やること:
1) サルモネラ菌の記事のうち、「本記事では、サルモネラ菌の基」から「胃腸炎の症状を発症させます。」までを両端も含めて一字一句違えずに写し取れ。
2) サルモネラ菌の記事が本記事で解説すると述べている事項を、記事中の言い方のまますべて挙げよ。

サルモネラ菌に食中毒とは?サルモネラ菌の特徴と対策を徹底解説

食品の安全管理が重要視される中、サルモネラ菌による食中毒リスクが改めて注目されています。鶏卵や鶏肉が主な感染源として知られていますが、実は意外なところから感染が広がることも。

本記事では、サルモネラ菌の基本情報や予防策、検査・治療方法について詳しく解説します。

サルモネラ菌とは?

サルモネラ菌に食中毒とは?サルモネラ菌の特徴と対策を徹底解説

基本的な性質

サルモネラ菌には多くの種類があり、腸チフスやパラチフスを引き起こすチフス性サルモネラ(Salmonella Typhi、Salmonella Paratyphi)と、食中毒の原因となる非チフス性サルモネラに分類されます。

食中毒との関係

サルモネラ菌は食品を通じてヒトの体内に入り、腸管で炎症を引き起こし、胃腸炎の症状を発症させます。

掲載一覧:
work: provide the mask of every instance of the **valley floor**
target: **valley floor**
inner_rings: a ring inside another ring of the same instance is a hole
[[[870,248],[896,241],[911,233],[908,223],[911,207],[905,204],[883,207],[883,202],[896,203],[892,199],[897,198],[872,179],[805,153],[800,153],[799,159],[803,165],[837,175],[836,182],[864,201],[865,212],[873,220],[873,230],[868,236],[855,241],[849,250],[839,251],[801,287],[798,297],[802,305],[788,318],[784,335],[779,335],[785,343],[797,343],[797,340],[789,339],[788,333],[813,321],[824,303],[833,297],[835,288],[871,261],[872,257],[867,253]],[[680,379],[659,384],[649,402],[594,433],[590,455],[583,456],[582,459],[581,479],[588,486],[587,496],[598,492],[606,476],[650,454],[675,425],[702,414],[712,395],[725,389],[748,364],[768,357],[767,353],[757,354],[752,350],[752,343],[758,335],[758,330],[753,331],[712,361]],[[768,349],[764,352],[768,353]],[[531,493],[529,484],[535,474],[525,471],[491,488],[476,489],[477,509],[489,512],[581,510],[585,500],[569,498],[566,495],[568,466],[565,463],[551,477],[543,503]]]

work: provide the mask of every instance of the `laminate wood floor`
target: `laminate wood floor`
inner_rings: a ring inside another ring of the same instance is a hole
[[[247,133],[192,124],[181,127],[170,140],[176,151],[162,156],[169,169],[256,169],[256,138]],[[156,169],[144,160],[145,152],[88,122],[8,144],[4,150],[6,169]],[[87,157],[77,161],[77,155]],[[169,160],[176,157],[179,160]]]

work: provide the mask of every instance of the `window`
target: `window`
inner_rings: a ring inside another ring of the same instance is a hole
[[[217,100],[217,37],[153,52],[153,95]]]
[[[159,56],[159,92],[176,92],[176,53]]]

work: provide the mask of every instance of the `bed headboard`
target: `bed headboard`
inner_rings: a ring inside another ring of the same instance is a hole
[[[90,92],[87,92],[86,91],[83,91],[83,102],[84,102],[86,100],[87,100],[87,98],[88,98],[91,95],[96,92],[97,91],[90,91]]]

各課題の解答:
1)
本記事では、サルモネラ菌の基本情報や予防策、検査・治療方法について詳しく解説します。

サルモネラ菌とは?

サルモネラ菌に食中毒とは?サルモネラ菌の特徴と対策を徹底解説

基本的な性質

サルモネラ菌には多くの種類があり、腸チフスやパラチフスを引き起こすチフス性サルモネラ(Salmonella Typhi、Salmonella Paratyphi)と、食中毒の原因となる非チフス性サルモネラに分類されます。

食中毒との関係

サルモネラ菌は食品を通じてヒトの体内に入り、腸管で炎症を引き起こし、胃腸炎の症状を発症させます。

2) 基本情報、予防策、検査・治療方法